CHECK YOUR UNDERSTANDING ▸
1 – According to the article on PMS, who first identified this cyclic disorder?
2 – In the article on PMS, which people around a sufferer does the text name as also being affected?
3 – Output the part of the article on PMS that begins at the words "For many women, PMS" and stops after "and impact lifestyle.", copied unchanged.

EXTRACT TO READ ▸
————————
For many women, PMS is a nightmare come true. For the uninitiated, Pre-menstrual syndrome (PMS) is a disorder that affects many women around one to two weeks before menstruation begins. During that period a woman feels grouchy, bloated, goes on eating binges, craves for chocolates and suffers a constant irritation with the world in general. This adversely affects the life of women suffering from it and those around her – spouse, children, co-workers, and friends. In fact, severe PMS responses are known to challenge health, change normal routine and impact lifestyle.
While such mood changes have been described at the time of the ancient Greeks, it was Katharina Dalton, a physician and women’s health pioneer, who first identified this disruptive cyclic phenomenon. Her classic book, Once A Month, set the standard for the many books and PMS studies.
Dr Arti Luthra, Gynaecologist and private practitioner says, “PMS is a very common disorder among women in the age group of 30 to 40 years. Unfortunately, there is little awareness about the problem or its causes and effects. While I have patients from the upper strata of society, there is little awareness among the lower economic groups. With an increase in awareness, more women should come to the doctors to find a solution instead of suffering silently. Besides, her family would also treat her with more consideration.”
————————
DATA LISTING ▸
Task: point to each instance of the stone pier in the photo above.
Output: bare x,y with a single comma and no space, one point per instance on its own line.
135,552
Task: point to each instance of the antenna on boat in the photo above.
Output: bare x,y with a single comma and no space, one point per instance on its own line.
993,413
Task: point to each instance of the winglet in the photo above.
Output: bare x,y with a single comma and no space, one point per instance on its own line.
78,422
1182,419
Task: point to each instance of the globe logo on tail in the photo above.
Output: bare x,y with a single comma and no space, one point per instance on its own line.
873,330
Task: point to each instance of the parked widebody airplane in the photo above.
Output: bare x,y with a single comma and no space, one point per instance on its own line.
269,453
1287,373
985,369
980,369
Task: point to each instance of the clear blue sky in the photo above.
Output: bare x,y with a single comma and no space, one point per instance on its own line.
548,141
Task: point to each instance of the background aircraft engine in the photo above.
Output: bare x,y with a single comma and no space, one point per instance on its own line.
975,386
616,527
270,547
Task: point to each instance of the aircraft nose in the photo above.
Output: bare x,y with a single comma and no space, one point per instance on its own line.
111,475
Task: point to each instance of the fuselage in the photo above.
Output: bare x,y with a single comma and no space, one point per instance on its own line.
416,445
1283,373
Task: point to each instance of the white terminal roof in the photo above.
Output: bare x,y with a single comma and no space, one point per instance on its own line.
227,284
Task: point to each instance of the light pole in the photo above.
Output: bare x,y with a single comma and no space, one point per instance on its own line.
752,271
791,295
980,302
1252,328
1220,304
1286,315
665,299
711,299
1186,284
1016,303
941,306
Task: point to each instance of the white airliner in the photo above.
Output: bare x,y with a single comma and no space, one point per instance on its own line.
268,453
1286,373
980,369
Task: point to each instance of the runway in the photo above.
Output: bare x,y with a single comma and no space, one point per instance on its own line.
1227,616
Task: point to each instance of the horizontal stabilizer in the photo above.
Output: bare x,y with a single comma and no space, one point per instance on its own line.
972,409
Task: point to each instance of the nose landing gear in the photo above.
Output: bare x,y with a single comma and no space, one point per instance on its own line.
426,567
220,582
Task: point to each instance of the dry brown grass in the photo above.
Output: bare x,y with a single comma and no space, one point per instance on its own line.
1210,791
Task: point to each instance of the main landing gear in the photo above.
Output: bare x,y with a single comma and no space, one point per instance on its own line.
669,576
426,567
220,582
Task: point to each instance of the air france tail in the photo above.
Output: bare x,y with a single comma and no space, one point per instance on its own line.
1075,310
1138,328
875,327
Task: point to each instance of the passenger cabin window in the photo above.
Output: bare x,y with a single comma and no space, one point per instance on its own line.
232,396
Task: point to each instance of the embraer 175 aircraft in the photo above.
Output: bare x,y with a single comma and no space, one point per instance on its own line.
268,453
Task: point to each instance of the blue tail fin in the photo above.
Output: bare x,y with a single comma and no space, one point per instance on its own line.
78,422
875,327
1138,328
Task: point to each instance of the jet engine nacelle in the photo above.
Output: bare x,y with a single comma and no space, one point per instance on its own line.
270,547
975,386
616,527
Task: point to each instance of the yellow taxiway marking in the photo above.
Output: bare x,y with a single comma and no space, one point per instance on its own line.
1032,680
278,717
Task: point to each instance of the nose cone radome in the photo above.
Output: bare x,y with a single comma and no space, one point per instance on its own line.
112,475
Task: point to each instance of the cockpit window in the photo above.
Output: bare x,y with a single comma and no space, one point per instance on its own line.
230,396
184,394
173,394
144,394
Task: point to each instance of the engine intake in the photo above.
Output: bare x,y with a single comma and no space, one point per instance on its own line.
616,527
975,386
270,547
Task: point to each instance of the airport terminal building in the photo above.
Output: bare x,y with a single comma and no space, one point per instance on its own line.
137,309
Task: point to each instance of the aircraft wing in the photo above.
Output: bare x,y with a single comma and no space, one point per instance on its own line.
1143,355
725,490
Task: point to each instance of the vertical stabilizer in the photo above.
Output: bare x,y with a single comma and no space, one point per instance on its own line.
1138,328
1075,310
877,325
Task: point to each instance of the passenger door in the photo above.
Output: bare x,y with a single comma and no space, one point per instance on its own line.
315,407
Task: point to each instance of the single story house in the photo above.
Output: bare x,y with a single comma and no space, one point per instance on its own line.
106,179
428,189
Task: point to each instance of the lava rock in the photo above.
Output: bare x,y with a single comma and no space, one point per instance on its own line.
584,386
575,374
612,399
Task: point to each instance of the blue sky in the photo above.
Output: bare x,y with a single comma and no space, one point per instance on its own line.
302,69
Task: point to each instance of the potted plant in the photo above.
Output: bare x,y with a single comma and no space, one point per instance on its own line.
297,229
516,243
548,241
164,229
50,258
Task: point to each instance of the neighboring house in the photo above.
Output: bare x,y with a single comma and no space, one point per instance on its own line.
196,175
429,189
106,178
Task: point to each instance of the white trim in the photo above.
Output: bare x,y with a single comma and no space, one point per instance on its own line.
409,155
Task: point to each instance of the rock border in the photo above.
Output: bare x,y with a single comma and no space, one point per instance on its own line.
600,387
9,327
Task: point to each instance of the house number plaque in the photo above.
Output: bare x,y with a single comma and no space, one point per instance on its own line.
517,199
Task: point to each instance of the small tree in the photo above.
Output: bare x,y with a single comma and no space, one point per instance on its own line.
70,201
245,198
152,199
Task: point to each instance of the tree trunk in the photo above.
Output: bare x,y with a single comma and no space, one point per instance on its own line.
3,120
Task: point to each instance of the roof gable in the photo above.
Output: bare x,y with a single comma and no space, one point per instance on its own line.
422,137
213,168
————————
TASK RESULTS ▸
1 – Katharina Dalton, a physician and women's health pioneer.

2 – Spouse, children, co-workers, and friends.

3 –
For many women, PMS is a nightmare come true. For the uninitiated, Pre-menstrual syndrome (PMS) is a disorder that affects many women around one to two weeks before menstruation begins. During that period a woman feels grouchy, bloated, goes on eating binges, craves for chocolates and suffers a constant irritation with the world in general. This adversely affects the life of women suffering from it and those around her – spouse, children, co-workers, and friends. In fact, severe PMS responses are known to challenge health, change normal routine and impact lifestyle.